══ Entries provided

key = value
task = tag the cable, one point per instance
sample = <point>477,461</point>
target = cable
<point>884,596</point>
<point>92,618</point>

════

* [What the task asks]:
Look above for the line containing "task = tag the cable, one point per instance". From there to the final line of the entries, repeat every line exactly.

* [Response area]:
task = tag the cable, one point per instance
sample = <point>477,461</point>
target = cable
<point>884,596</point>
<point>92,618</point>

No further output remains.